### SELECTION
Should users trust bcachefs with their data? I think you probably can right now with decent safety, if you're using mainline kernels, but bcachefs is still pretty new. Not aware of anyone using it in production yet. It really could use a bit more time before recommending people jump over to it.

> I wouldn't trust btrfs for important data, and neither should you.

I stand by my statement: you should always ensure you have sufficient backups for important data, but most users should absolutely fear hardware failures more than btrfs bugs. Hardware failures are an if, not a when. Hardware will always fail eventually. Data-eating btrfs bugs have certainly existed, but it's not like they just appear left and right. When such a bug appears, it is often newsworthy, and usually has to do with some unforeseen case that you are not so likely to run into by accident.

Rather than lose data, btrfs is instead more likely to just piss you off by being weird. There are known quirks that probably won't lose you any data, but that are horribly annoying. It is still possible, to my knowledge, to get stuck in a state where the filesystem is too full to delete files and the only way out is in recovery. This is pretty stupid.

It's also not particularly fast, so if someone isn't looking for a feature-rich CoW filesystem with checksums, I strongly recommend just going with XFS instead. But if you run Linux and you do want that, btrfs is the only mainline game in town. ZFS is out-of-tree and holds back your kernel version, not to mention you can never really ship products using it (with Linux) because of silly licensing issues.

> If you experience data loss on a Synology box, the answer you'll get from them is "tough shit, hope you have backups, and here's a coupon for a new Synology unit."

That suggests that their brand image somewhat depends on the rarity of btrfs bugs in their implementation, but Synology has a somewhat good reputation actually. If anything really hurts their reputation, it's mainly the usual stuff (enshittification.) The fact that DSM defaults to using btrfs is one of the more boring things at this point.

[1]: https://git.kernel.org/pub/scm/linux/kernel/git/torvalds/lin...


I agree with what you say, and I would never trust btrfs with my data because of issues that I've seen in the past, My last job I installed my Ubuntu desktop with btrfs and within three days it had been corrupted so badly because of a power outage that I had to completely wipe and reinstall the system.

### EXTRACTED INFORMATION
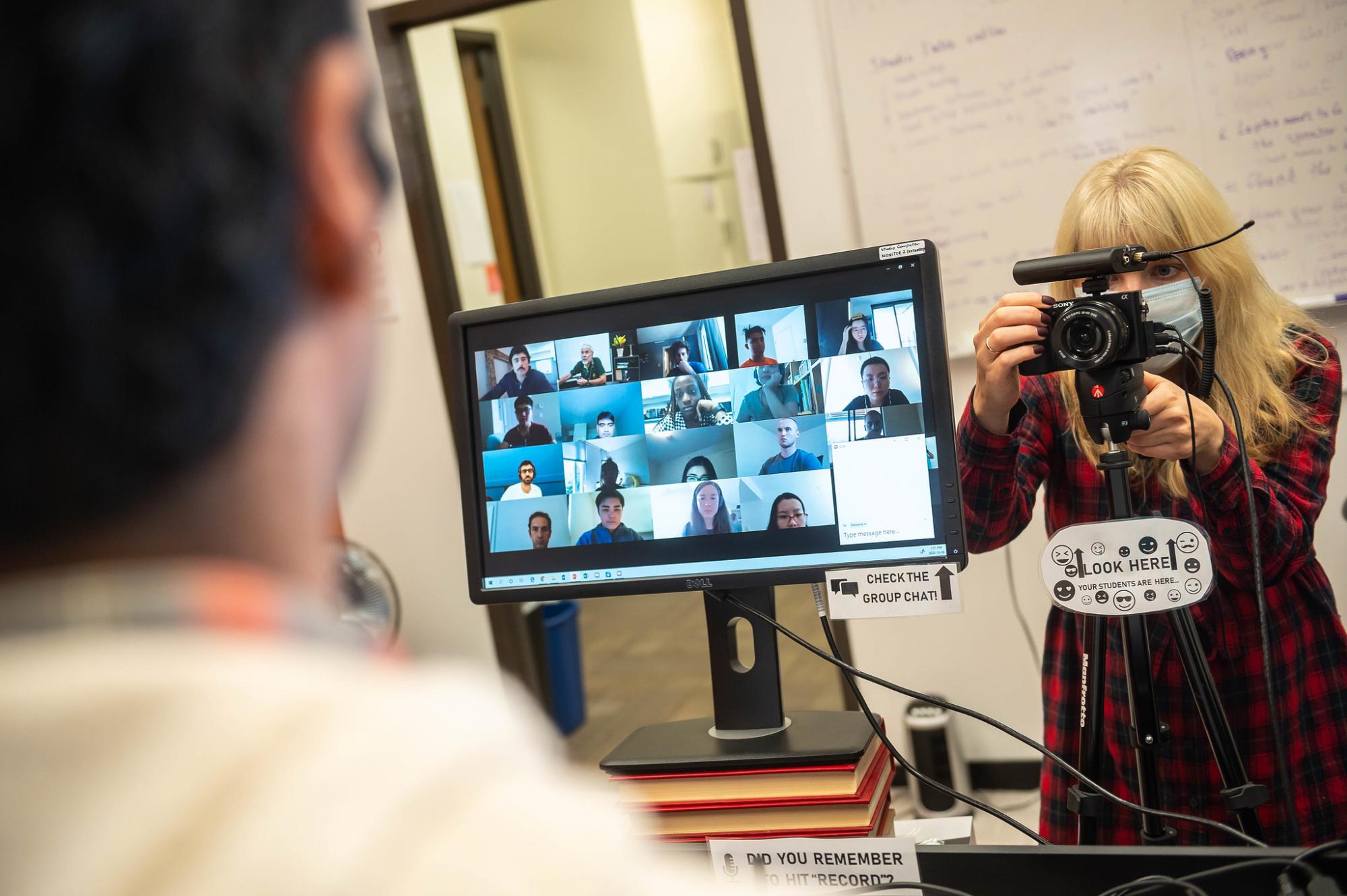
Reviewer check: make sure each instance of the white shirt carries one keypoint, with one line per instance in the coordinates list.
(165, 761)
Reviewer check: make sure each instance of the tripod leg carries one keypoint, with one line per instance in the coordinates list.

...

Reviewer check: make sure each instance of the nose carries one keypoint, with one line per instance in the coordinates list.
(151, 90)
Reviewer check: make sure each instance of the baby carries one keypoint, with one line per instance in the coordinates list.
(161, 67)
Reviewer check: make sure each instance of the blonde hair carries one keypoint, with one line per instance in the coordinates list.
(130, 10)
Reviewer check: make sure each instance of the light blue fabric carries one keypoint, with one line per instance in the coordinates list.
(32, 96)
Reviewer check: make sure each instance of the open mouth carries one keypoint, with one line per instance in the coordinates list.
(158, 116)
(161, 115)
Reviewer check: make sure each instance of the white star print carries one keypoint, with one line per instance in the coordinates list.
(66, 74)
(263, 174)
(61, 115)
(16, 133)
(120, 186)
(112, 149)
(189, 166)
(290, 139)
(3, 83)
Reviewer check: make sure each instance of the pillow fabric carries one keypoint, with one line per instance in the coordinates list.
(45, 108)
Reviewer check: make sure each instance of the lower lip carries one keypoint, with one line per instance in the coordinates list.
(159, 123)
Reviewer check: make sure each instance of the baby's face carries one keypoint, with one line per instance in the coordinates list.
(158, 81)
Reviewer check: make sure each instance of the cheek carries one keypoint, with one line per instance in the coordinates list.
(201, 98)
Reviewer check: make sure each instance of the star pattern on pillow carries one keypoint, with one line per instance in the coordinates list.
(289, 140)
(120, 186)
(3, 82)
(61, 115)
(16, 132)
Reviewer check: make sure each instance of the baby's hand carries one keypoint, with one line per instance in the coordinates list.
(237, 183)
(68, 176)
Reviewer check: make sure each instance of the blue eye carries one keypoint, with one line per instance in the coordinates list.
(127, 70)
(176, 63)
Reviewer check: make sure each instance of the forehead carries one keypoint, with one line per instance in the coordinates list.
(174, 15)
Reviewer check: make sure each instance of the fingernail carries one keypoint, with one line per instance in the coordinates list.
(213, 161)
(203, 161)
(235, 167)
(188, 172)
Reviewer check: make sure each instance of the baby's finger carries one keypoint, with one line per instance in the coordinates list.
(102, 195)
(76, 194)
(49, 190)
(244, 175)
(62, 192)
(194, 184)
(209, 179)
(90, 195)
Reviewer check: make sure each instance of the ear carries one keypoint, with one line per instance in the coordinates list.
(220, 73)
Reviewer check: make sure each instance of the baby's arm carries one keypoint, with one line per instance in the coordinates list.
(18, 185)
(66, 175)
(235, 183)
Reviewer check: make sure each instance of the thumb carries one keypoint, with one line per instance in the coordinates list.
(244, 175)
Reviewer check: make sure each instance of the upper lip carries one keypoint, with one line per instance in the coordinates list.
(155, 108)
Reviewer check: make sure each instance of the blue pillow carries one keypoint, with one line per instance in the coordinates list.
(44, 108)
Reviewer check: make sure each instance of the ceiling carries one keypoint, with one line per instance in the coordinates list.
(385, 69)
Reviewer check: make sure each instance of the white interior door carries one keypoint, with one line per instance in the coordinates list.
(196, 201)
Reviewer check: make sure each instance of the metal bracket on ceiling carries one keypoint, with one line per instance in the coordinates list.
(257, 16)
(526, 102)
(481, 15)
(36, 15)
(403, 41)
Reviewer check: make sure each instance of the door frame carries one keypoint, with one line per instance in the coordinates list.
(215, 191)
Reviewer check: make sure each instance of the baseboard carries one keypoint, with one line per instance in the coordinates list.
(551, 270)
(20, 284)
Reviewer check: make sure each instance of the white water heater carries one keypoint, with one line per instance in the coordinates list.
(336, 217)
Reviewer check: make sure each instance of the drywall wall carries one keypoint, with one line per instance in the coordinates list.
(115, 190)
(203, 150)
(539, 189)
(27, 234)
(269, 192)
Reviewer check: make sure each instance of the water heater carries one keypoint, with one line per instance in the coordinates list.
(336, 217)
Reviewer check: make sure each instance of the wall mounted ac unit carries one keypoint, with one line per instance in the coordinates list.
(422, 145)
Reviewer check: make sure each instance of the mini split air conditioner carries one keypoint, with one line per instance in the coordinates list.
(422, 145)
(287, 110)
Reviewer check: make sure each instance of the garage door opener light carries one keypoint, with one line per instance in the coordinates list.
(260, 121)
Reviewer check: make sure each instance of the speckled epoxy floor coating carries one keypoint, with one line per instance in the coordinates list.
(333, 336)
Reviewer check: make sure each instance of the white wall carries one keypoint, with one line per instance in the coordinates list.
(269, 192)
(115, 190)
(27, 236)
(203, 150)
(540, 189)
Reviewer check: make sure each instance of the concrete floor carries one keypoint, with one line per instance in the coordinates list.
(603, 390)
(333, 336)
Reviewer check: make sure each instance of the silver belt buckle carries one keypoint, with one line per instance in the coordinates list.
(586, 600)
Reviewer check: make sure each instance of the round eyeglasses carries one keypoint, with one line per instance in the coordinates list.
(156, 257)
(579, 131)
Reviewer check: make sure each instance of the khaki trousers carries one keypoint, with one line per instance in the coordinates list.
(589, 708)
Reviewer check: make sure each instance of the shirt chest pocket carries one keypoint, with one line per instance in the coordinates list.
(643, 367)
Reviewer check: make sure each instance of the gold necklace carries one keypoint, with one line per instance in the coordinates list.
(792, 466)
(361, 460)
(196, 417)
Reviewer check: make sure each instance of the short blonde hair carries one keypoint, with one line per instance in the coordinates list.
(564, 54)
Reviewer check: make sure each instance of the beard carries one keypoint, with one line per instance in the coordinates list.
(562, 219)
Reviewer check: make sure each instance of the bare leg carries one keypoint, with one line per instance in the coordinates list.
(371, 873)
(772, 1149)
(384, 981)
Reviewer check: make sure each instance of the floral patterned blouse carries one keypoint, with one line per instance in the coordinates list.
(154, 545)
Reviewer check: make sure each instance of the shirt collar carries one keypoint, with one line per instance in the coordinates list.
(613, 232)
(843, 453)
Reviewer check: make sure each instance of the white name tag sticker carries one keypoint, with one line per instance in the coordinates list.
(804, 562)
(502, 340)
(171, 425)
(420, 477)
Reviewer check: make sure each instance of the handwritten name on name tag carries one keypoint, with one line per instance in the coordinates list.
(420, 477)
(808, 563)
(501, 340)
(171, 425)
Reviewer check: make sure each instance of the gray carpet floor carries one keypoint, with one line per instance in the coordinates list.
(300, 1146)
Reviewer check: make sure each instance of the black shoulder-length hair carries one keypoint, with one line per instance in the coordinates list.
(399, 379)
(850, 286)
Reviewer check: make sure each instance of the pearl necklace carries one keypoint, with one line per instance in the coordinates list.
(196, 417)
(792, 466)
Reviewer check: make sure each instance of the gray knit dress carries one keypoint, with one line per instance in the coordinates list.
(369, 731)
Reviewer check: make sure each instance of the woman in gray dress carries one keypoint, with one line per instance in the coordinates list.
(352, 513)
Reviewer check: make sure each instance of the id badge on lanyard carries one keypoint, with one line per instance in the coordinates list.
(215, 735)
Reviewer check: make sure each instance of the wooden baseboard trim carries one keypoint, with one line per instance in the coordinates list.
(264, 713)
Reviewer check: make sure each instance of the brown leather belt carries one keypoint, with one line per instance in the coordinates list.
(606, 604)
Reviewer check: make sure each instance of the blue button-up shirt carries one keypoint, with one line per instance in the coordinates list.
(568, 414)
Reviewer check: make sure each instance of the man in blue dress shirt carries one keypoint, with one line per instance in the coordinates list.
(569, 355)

### WHAT YOU NEED TO DO
(1) Answer these questions using the filesystem discussion:
(a) Which filesystem does the writer recommend for someone who isn't looking for a feature-rich CoW filesystem with checksums?
(b) Which filesystem does DSM use by default?
(c) What event corrupted the Ubuntu desktop in the last comment?
(2) Extract the passage from the filesystem discussion starting at "Rather than lose" and ending at "is pretty stupid.".
The lines have no connection to the filesystem discussion.

### COMPLETE ANSWERS
(1)
(a) XFS
(b) btrfs
(c) A power outage

(2)
Rather than lose data, btrfs is instead more likely to just piss you off by being weird. There are known quirks that probably won't lose you any data, but that are horribly annoying. It is still possible, to my knowledge, to get stuck in a state where the filesystem is too full to delete files and the only way out is in recovery. This is pretty stupid.